--- Start of RECORD SET ---

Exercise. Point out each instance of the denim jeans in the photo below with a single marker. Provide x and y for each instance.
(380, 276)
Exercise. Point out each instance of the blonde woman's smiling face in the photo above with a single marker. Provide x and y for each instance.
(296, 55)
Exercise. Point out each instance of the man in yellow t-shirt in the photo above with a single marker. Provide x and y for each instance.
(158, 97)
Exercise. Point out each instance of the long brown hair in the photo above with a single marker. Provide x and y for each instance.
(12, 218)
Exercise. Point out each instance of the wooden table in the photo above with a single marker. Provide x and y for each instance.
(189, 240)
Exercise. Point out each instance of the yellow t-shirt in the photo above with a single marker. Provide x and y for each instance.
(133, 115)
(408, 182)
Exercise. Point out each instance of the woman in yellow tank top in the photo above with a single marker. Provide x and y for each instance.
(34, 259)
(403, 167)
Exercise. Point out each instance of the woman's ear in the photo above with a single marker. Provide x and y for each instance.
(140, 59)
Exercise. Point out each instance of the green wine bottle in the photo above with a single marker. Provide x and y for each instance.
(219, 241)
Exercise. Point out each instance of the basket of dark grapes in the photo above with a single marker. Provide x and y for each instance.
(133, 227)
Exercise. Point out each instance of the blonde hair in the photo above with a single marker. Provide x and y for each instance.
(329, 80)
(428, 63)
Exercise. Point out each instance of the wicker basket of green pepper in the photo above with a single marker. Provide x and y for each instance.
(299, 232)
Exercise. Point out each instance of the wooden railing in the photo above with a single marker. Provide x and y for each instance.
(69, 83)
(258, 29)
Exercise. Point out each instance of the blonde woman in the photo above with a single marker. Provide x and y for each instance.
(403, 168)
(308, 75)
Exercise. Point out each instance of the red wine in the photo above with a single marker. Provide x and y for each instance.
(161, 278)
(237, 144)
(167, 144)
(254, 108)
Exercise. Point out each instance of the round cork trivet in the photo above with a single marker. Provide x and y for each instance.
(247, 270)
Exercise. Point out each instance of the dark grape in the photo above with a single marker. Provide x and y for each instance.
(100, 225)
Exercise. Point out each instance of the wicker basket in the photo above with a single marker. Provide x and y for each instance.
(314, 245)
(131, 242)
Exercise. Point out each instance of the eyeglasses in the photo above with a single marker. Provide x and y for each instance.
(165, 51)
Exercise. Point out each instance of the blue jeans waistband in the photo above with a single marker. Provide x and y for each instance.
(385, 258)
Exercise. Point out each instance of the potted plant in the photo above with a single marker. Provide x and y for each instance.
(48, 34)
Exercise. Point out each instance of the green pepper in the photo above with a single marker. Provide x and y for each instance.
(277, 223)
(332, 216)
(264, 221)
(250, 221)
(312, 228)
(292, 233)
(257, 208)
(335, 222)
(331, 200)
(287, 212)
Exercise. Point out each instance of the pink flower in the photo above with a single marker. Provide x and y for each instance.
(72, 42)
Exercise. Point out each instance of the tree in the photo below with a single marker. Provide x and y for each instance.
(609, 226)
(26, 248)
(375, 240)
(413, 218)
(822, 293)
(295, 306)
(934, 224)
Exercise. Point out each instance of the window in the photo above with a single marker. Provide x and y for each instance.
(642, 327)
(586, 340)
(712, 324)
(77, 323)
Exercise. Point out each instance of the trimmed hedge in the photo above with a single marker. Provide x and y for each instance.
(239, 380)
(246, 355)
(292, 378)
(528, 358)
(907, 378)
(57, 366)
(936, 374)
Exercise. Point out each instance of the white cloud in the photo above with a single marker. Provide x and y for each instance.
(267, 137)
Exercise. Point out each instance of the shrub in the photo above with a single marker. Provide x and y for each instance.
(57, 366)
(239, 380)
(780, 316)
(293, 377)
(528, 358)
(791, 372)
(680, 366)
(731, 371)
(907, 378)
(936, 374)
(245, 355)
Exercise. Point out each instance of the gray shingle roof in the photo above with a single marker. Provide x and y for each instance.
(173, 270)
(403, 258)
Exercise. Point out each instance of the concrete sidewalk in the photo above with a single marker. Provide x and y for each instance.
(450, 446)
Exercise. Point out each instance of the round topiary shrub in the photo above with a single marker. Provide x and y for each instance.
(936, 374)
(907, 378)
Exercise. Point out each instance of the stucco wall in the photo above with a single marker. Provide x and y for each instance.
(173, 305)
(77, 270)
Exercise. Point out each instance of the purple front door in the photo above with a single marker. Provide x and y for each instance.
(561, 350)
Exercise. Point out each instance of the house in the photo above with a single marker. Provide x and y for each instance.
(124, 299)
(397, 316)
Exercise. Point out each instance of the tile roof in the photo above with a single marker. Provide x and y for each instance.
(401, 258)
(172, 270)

--- End of RECORD SET ---

**WORK TO DO:** Convert the lines above into a JSON list of strings, one string per line, leaving out blank lines.

**RESULT:**
[
  "Exercise. Point out each instance of the denim jeans in the photo below with a single marker. Provide x and y for each instance.",
  "(380, 276)",
  "Exercise. Point out each instance of the blonde woman's smiling face in the photo above with a single marker. Provide x and y for each instance.",
  "(296, 55)",
  "Exercise. Point out each instance of the man in yellow t-shirt in the photo above with a single marker. Provide x and y for each instance.",
  "(158, 97)",
  "Exercise. Point out each instance of the long brown hair in the photo above with a single marker. Provide x and y for each instance.",
  "(12, 218)",
  "Exercise. Point out each instance of the wooden table in the photo above with a single marker. Provide x and y for each instance.",
  "(189, 240)",
  "Exercise. Point out each instance of the yellow t-shirt in the photo above with a single marker. Provide x and y for each instance.",
  "(133, 115)",
  "(408, 182)",
  "Exercise. Point out each instance of the woman in yellow tank top in the photo above with a single marker. Provide x and y for each instance.",
  "(34, 259)",
  "(403, 167)",
  "Exercise. Point out each instance of the woman's ear in the photo above with a single marker. Provide x and y for each instance.",
  "(140, 59)",
  "Exercise. Point out each instance of the green wine bottle in the photo above with a single marker. Provide x and y for each instance.",
  "(219, 241)",
  "Exercise. Point out each instance of the basket of dark grapes in the photo above with a single marker. Provide x and y for each instance.",
  "(133, 227)",
  "Exercise. Point out each instance of the blonde hair in the photo above with a single marker. Provide x and y for each instance.",
  "(329, 80)",
  "(428, 63)",
  "Exercise. Point out each instance of the wicker basket of green pepper in the photo above with a single marker. Provide x and y for each instance.",
  "(299, 232)",
  "Exercise. Point out each instance of the wooden railing in the photo above with a single marker. Provide x and y for each instance.",
  "(69, 83)",
  "(258, 29)",
  "Exercise. Point out each instance of the blonde woman in the photo above with a single marker. Provide x and y for each instance.",
  "(403, 168)",
  "(308, 75)",
  "Exercise. Point out each instance of the red wine in the photo above with a single marker. Provide x and y for each instance.",
  "(161, 278)",
  "(237, 144)",
  "(167, 144)",
  "(254, 108)",
  "Exercise. Point out each instance of the round cork trivet in the photo above with a single marker. Provide x and y for each instance.",
  "(247, 270)",
  "Exercise. Point out each instance of the dark grape in the photo above with a single marker. Provide x and y for each instance.",
  "(100, 225)",
  "Exercise. Point out each instance of the wicker basket in the photo above with a single marker. Provide x and y for each instance.",
  "(314, 245)",
  "(131, 242)",
  "Exercise. Point out each instance of the eyeglasses in the photo above with a single marker. Provide x and y for each instance.",
  "(165, 51)",
  "Exercise. Point out each instance of the blue jeans waistband in the photo above with a single marker. Provide x and y for each instance.",
  "(385, 258)",
  "Exercise. Point out each instance of the potted plant in the photo above with a single marker. Provide x and y for each instance.",
  "(48, 34)",
  "Exercise. Point out each instance of the green pepper in the photo above with a single marker. Provide x and y for each instance.",
  "(277, 223)",
  "(332, 216)",
  "(264, 221)",
  "(250, 221)",
  "(312, 228)",
  "(292, 233)",
  "(257, 208)",
  "(335, 222)",
  "(331, 200)",
  "(287, 212)",
  "Exercise. Point out each instance of the pink flower in the photo above with a single marker. Provide x and y for each instance.",
  "(72, 42)",
  "Exercise. Point out each instance of the tree in the photo below with a single marker. Provide x and y for each instance.",
  "(609, 226)",
  "(26, 248)",
  "(375, 240)",
  "(413, 218)",
  "(822, 293)",
  "(295, 306)",
  "(934, 224)",
  "Exercise. Point out each instance of the window in the photo above with a single marker. Provide x and y for each instance.",
  "(642, 327)",
  "(586, 340)",
  "(712, 324)",
  "(77, 323)",
  "Exercise. Point out each instance of the trimmed hedge in the photo above with a single marker. Provide x and y for each instance.",
  "(239, 380)",
  "(246, 355)",
  "(292, 378)",
  "(528, 358)",
  "(907, 378)",
  "(57, 366)",
  "(936, 374)",
  "Exercise. Point out each instance of the white cloud in the photo above with a single marker. Provide x and y for each instance.",
  "(267, 137)",
  "Exercise. Point out each instance of the shrub in the photo above with a single marker. Provide x and y for each instance.",
  "(57, 366)",
  "(239, 380)",
  "(780, 316)",
  "(293, 377)",
  "(528, 358)",
  "(791, 372)",
  "(680, 366)",
  "(731, 371)",
  "(907, 378)",
  "(936, 374)",
  "(245, 355)",
  "Exercise. Point out each instance of the gray shingle roof in the photo above with a single marker. Provide x and y for each instance.",
  "(173, 270)",
  "(403, 258)",
  "Exercise. Point out each instance of the concrete sidewalk in the photo above with a single marker. Provide x and y for each instance.",
  "(450, 446)",
  "Exercise. Point out each instance of the round topiary shrub in the photo above with a single marker. Provide x and y for each instance.",
  "(936, 374)",
  "(907, 378)",
  "Exercise. Point out each instance of the stucco wall in the photo above with a single marker. Provide x and y for each instance.",
  "(173, 305)",
  "(77, 270)",
  "Exercise. Point out each instance of the purple front door in the photo above with a single marker. Provide x and y for each instance.",
  "(561, 350)",
  "Exercise. Point out each instance of the house in the photo above with a single marker. Provide x and y for each instance.",
  "(124, 299)",
  "(397, 316)",
  "Exercise. Point out each instance of the tile roof in the photo above with a single marker. Provide x and y for each instance.",
  "(401, 258)",
  "(172, 270)"
]